Source passage:
*****
FIG. 9 is a cross-sectional view of a discharge pipe of a fuel pump according to a fourth embodiment of the present invention; and

FIG. 10 is a view of an entire structure of a conventional fuel supply apparatus.

DESCRIPTION OF THE PREFERRED EMBODIMENTS

The preferred embodiments of the present invention are hereinafter described with reference to the accompanying drawings.

A first embodiment of the present invention is described with FIG. 1 showing an entire structure of a fuel supply apparatus. A fuel supply pipe 22 extends upward from a discharge pipe 11 at the top end surface of a fuel pump 1 disposed perpendicularly in a fuel tank 7 so as to pass through the tank wall and leads to a delivery pipe 2 through a filter 23. Plural fuel injection valves (injectors) 21 disposed corresponding to each cylinder of an engine (not shown) are connected to the side wall of delivery pipe 2. Fuel in fuel tank 7 is sucked into fuel pump 7 from the inlet pipe at the lower part of fuel pump 7 through a filter 12 and is pressurized and discharged to discharge pipe 11.
*****
Dataset content:
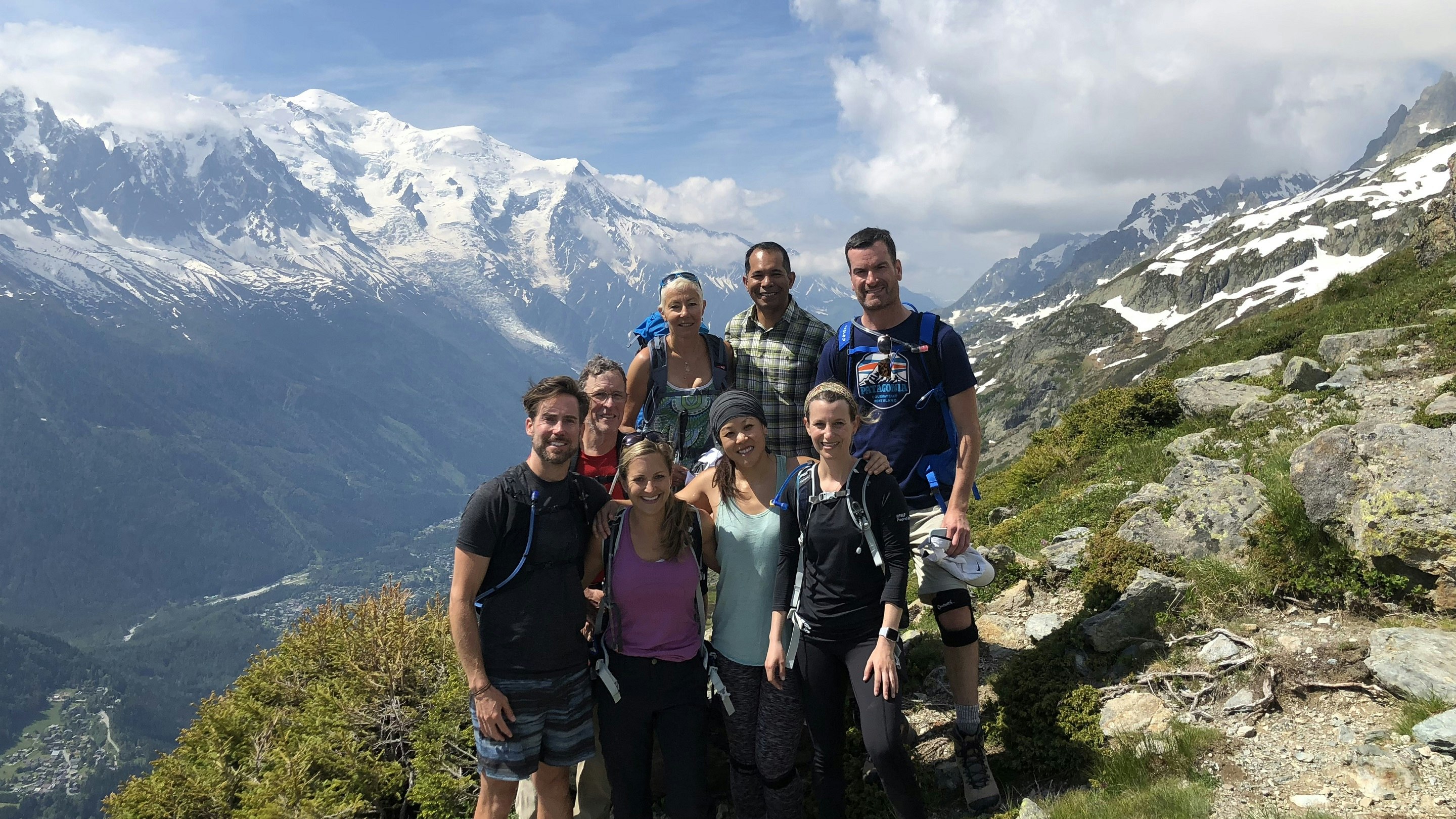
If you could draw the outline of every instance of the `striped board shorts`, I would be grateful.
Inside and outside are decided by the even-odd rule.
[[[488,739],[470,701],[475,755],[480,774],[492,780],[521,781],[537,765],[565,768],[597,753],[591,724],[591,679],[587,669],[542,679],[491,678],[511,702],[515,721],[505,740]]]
*****
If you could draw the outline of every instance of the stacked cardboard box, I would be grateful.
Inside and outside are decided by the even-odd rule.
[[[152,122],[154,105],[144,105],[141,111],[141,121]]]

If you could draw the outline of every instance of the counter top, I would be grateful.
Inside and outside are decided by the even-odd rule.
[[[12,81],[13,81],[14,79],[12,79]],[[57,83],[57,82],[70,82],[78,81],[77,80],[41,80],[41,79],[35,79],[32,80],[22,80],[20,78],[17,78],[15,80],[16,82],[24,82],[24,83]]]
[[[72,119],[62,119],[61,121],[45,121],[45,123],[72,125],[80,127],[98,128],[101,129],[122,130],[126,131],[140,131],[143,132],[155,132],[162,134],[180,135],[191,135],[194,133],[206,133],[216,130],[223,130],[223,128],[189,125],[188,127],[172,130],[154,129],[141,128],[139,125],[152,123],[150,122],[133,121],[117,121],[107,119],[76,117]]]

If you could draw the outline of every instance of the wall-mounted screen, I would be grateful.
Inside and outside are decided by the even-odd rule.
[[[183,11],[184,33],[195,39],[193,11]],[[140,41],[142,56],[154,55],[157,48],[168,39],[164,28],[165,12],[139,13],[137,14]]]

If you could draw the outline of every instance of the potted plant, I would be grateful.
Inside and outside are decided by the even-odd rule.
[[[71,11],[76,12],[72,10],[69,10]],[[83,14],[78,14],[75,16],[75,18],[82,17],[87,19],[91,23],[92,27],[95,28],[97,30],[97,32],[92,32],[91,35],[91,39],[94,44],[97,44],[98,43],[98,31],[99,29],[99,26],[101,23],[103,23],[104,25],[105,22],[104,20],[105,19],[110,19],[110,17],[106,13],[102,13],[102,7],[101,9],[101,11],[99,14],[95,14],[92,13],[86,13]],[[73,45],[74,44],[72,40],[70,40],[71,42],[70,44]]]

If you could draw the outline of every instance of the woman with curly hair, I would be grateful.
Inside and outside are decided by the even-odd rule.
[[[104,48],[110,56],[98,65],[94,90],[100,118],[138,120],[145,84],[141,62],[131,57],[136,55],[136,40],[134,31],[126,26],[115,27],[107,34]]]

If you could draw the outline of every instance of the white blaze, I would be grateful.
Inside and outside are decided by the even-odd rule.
*****
Set exercise:
Set down, word for word, the stretch of the fuel pump passage between "FIG. 9 is a" and "the accompanying drawings.", inclusive.

Final result:
FIG. 9 is a cross-sectional view of a discharge pipe of a fuel pump according to a fourth embodiment of the present invention; and

FIG. 10 is a view of an entire structure of a conventional fuel supply apparatus.

DESCRIPTION OF THE PREFERRED EMBODIMENTS

The preferred embodiments of the present invention are hereinafter described with reference to the accompanying drawings.